____ Source excerpt

Liberal Asahi editorialized (8/2):  "A framework is likely to be created in September to start six-way talks aimed at resolving North Korea's nuclear issue.  The question is whether all parties concerned are able to make full use of 'their wisdom' in pursuit of having the North scrap its nuclear development program once and for all.  Multilateral or 'multi-layered' diplomacy will become even more necessary during the anticipated talks in order to elicit a compromise from the North.  For example, such diplomacy could open the way for the other four participants to ensure a U.S. guarantee of non-aggression, provided the North totally suspends its nuclear development.  It is not clear what central role the U.S. will play in getting the North to halt its nuclear ambitions."


"North Korea Accepts Six-Way Talks, Banks On Russian Cooperation"


Liberal Mainichi held (8/1):  "The DPRK...indicated its acceptance of multilateral talks involving Russia.  Developments pertaining to North Korea suddenly took on a frenzied pace on 31 July....  North Korea's desire to break away from international isolation on the nuclear arms issue is behind these recent developments....  Complications are still expected before the six-way talks are actually held.   The Japanese government is making meticulous efforts to discern North Korea's real intent....  It is believed that North Korea's misgivings about China being the mediator between the United States and the DPRK are behind its decision to convey to Russia its virtual acceptance of six-way talks.  North Korea probably wants to position itself more favorably in future negotiations by involving Russia, which desires a stronger presence on the Korean peninsula once again....  However, all the concerned countries agree that North Korea should not develop nuclear arms.  It is widely believed that North Korea may not be able to achieve the result it desires.  North Korea's distrust of China was manifested....  North Korea probably sees China as simply a messenger of the U.S....  If five-nation talks among Japan, the United States, the ROK, China, and the DPRK are held, North Korea fears that it will be isolated in a four against one situation.  PRC President Hu Jintao...has not met with North Korea's General Secretary Kim Chong-il....  In contrast, Russian President Vladimir Putin has met with General Secretary Kim for three years in a row from 2000, giving due consideration to North Korea, banking on Russia's friendly attitude....  After the Beijing talks, the reason repeated proposals from the United States and the ROK for the early holding of multilateral talks had been delayed time and again is because North Korea had remained obsessed with a U.S.-DPRK dialogue.  In the present case, it is not entirely clear how North Korea will handle the linkage between the U.S.-DPRK talks and the six-way talks....  It is possible that North Korea is using Russia to move its rival, China in order to press for U.S.-DPRK talks."


"DPRK Is Softening Stance To Seek U.S. Compromise"

________
____ Records shown

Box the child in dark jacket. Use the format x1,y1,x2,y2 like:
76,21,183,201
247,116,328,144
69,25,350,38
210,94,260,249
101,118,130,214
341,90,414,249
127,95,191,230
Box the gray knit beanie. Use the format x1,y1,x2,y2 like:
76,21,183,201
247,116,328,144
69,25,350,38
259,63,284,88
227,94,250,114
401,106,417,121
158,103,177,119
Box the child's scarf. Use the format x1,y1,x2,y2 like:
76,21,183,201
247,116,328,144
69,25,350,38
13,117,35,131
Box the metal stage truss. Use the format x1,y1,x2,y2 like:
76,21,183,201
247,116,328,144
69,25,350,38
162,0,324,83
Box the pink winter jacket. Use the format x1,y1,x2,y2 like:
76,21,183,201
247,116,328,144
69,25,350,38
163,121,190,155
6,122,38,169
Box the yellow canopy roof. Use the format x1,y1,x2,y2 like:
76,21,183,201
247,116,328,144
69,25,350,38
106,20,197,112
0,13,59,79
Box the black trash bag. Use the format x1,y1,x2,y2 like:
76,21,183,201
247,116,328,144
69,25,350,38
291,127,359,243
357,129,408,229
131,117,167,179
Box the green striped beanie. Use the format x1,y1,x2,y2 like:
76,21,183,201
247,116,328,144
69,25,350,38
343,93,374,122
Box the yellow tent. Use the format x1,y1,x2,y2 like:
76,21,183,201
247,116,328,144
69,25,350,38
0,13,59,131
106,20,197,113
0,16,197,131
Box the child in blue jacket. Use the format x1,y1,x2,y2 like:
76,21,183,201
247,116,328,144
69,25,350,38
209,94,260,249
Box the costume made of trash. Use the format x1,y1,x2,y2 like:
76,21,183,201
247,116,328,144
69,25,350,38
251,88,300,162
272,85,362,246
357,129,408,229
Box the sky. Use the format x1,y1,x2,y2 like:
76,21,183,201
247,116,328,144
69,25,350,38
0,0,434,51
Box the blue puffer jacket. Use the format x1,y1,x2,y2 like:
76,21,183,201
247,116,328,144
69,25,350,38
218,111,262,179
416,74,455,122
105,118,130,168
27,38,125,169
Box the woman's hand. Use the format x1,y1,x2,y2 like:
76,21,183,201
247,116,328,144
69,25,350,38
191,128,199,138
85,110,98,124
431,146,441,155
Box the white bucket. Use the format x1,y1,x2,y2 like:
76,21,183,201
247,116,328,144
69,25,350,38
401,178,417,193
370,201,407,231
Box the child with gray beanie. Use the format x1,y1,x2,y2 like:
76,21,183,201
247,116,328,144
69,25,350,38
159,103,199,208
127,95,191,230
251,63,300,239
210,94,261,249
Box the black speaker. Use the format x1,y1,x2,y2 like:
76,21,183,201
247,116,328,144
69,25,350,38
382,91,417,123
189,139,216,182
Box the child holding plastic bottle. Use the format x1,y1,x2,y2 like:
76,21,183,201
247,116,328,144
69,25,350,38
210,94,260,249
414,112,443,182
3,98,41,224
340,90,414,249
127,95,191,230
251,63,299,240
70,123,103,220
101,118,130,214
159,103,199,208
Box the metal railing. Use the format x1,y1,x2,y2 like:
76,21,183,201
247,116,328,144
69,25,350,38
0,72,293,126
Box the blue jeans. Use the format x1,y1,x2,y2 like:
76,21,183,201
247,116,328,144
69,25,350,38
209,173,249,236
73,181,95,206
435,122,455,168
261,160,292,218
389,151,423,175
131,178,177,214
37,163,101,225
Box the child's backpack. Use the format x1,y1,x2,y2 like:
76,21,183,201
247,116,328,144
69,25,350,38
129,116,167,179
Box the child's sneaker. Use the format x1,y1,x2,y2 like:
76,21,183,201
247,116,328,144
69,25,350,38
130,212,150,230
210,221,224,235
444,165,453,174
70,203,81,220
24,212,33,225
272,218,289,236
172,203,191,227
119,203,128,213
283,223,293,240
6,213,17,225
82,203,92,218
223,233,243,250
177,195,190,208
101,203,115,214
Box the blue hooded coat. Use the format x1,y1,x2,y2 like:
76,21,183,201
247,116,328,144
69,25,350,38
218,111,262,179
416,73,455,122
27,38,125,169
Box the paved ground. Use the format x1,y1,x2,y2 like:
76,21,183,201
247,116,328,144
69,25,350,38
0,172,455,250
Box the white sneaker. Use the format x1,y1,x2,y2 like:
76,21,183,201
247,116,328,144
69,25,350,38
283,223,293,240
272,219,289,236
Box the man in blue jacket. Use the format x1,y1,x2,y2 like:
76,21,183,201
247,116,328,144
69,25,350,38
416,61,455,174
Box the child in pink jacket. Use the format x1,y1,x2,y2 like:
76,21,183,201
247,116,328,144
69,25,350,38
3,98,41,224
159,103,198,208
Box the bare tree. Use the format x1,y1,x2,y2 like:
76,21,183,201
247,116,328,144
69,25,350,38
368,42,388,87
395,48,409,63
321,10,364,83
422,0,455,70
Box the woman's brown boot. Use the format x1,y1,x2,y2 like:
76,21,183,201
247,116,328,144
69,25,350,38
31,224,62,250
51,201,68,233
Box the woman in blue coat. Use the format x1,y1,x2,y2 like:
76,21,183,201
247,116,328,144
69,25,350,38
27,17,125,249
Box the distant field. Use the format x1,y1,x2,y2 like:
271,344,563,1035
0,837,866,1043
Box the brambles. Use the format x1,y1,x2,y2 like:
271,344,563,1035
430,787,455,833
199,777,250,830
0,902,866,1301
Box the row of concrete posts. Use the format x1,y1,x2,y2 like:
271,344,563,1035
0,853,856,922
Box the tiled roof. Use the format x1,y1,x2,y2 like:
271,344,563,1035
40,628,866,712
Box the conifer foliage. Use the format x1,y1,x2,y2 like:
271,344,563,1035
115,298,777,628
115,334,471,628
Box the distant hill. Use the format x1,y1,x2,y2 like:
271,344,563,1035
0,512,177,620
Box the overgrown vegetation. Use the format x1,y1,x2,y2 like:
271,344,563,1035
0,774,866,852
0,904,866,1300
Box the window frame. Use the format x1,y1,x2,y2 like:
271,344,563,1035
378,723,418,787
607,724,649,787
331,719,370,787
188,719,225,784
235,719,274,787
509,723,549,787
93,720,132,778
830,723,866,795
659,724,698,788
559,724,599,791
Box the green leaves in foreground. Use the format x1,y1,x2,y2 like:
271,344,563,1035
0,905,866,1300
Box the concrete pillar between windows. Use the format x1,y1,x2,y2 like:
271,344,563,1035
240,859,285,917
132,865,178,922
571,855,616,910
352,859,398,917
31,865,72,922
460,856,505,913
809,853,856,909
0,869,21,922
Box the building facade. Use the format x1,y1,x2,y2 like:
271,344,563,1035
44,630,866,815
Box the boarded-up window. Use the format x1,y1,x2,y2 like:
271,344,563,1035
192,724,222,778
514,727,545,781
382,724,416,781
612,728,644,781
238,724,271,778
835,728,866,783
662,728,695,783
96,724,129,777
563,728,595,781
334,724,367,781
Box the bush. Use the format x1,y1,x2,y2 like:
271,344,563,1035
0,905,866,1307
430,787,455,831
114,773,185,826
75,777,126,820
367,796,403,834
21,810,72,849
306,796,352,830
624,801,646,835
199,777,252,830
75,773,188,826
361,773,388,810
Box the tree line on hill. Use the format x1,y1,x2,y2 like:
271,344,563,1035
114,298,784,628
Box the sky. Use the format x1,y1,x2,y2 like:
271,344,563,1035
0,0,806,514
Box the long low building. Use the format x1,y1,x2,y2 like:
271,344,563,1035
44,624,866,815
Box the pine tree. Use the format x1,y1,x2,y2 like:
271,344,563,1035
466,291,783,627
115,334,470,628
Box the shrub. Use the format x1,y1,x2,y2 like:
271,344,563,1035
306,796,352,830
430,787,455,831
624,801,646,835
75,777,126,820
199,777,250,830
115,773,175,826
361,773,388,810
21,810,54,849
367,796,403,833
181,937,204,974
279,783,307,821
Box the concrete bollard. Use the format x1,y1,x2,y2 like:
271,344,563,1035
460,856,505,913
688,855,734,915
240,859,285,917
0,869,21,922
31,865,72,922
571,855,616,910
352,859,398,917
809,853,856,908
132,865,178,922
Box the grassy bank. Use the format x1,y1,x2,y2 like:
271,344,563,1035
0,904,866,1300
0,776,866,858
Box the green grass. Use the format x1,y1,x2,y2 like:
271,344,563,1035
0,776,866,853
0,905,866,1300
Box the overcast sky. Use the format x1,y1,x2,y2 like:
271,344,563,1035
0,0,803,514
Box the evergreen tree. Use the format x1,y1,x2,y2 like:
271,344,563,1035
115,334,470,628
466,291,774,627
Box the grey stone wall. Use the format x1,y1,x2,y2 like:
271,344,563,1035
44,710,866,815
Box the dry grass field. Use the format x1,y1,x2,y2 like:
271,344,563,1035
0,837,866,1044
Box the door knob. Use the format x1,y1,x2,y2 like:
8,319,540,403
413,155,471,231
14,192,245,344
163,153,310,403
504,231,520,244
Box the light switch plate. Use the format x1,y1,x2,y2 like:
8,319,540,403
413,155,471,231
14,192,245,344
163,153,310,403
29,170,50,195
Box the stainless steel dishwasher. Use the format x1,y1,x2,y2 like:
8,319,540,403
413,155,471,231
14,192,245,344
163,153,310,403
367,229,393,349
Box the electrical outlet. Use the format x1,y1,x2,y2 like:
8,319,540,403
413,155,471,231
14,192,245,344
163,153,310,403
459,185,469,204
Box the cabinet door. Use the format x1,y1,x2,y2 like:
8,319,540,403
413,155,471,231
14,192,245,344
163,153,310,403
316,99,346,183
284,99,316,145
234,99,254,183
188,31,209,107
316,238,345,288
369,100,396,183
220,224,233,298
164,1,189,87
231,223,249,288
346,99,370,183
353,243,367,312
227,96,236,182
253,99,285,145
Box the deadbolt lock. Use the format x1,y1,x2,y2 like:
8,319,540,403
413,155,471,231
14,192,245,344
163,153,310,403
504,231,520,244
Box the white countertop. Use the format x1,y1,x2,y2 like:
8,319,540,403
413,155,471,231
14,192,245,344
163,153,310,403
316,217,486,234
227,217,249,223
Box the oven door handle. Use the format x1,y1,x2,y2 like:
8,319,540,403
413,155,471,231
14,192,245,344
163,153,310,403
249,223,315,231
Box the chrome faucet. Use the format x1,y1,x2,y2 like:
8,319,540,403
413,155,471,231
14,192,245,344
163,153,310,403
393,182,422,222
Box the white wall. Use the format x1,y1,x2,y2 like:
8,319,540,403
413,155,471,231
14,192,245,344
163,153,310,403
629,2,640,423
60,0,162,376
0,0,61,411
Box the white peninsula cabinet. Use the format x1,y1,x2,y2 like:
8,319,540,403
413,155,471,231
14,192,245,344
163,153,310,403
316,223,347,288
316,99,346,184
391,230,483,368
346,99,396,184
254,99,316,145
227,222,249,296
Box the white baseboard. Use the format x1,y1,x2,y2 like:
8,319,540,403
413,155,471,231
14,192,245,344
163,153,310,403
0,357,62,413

________

● Instructions to follow: Pick up the roundup of Japanese editorials on the North Korea nuclear talks where it stops, and keep writing it. The listing has nothing to do with this.

● The answer:
Liberal Asahi observed (8/1):  "Although the Russian government announced the DPRK's acceptance of six-way multilateral talks on the North Korean nuclear issue, the announcement did not clarify where and when the proposed talks would be held.  It is not clear either whether the North has proposed any conditions for accepting such talks.  But there are already signs that Pyongyang has been backing down from its earlier position of seeking the resumption of a bilateral dialogue with the U.S. before complying with five or six-way talks."


"DPRK Trying To 'Check' U.S. Leadership At Future Talks"


Business-oriented Nihon Keizai noted (8/1):  "There is speculation that North Korea accepted the proposed multilateral talks to avoid 'missing the boat' before a U.S.-led net of encirclement tightens further.  There are also reports that Pyongyang is also trying to include Russia in the talks in order to prevent the U.S. from playing a leadership role and turning the tide of the talks in its favor."


PHILIPPINES:  “End The Crisis"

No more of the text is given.